▼

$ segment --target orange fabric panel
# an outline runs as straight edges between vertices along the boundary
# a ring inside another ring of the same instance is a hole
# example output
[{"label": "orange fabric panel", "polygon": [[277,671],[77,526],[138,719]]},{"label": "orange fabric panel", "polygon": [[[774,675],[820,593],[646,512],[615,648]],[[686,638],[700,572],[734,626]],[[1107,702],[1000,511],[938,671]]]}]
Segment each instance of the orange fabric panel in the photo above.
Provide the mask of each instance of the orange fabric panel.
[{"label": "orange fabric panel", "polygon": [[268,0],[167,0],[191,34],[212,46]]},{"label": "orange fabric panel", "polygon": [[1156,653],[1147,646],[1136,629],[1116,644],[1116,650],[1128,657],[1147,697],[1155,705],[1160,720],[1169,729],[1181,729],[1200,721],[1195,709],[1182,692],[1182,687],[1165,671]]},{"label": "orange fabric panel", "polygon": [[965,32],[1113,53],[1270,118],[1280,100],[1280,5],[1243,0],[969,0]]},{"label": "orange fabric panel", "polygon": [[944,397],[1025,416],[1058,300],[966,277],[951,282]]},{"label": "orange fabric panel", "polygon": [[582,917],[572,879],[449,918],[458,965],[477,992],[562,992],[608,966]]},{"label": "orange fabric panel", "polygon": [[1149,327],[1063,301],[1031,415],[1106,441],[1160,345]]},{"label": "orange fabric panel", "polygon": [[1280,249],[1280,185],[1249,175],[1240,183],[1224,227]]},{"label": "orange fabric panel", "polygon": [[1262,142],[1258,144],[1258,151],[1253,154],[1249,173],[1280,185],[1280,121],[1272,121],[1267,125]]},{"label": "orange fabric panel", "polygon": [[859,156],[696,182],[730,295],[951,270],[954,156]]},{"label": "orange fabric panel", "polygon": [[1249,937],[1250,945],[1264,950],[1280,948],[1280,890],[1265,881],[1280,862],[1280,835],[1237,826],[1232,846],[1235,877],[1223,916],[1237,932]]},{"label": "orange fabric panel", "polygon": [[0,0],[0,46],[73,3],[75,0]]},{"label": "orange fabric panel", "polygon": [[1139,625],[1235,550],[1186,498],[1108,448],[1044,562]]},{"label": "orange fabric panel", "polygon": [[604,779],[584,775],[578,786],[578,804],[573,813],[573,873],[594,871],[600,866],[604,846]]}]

▲

* [EXERCISE PROMPT]:
Up to and including the final line of the data above, please copy every line exactly, starting from the one that contains "# example output".

* [SOLUTION TO THE PROBLEM]:
# example output
[{"label": "orange fabric panel", "polygon": [[277,671],[77,526],[138,719]]},{"label": "orange fabric panel", "polygon": [[[774,675],[820,593],[646,512],[615,648]],[[686,638],[700,572],[734,626]],[[1107,702],[1000,511],[938,671]]]}]
Segment each instance of the orange fabric panel in the photo above.
Provide the mask of each instance of the orange fabric panel.
[{"label": "orange fabric panel", "polygon": [[268,0],[167,0],[191,34],[212,46]]},{"label": "orange fabric panel", "polygon": [[1156,653],[1147,646],[1136,629],[1116,644],[1116,650],[1128,657],[1147,697],[1155,705],[1160,720],[1169,729],[1181,729],[1200,721],[1195,709],[1182,692],[1182,687],[1165,671]]},{"label": "orange fabric panel", "polygon": [[965,32],[1113,53],[1270,118],[1280,100],[1280,5],[1243,0],[969,0]]},{"label": "orange fabric panel", "polygon": [[944,397],[1025,416],[1058,300],[966,277],[951,282]]},{"label": "orange fabric panel", "polygon": [[582,917],[572,879],[449,918],[458,965],[477,992],[562,992],[608,966]]},{"label": "orange fabric panel", "polygon": [[1149,327],[1063,301],[1031,415],[1106,441],[1160,345]]},{"label": "orange fabric panel", "polygon": [[1280,249],[1280,185],[1249,175],[1240,183],[1224,227]]},{"label": "orange fabric panel", "polygon": [[1262,142],[1258,144],[1258,151],[1253,154],[1249,173],[1280,185],[1280,121],[1272,121],[1267,125]]},{"label": "orange fabric panel", "polygon": [[859,156],[696,182],[730,295],[951,270],[954,156]]},{"label": "orange fabric panel", "polygon": [[1249,937],[1250,945],[1264,950],[1280,948],[1280,890],[1265,881],[1280,862],[1280,835],[1237,826],[1232,846],[1235,877],[1223,916],[1237,932]]},{"label": "orange fabric panel", "polygon": [[0,0],[0,46],[73,3],[75,0]]},{"label": "orange fabric panel", "polygon": [[1139,625],[1235,550],[1186,498],[1108,448],[1044,562]]},{"label": "orange fabric panel", "polygon": [[604,779],[584,775],[578,786],[578,804],[573,813],[573,873],[594,871],[600,866],[604,846]]}]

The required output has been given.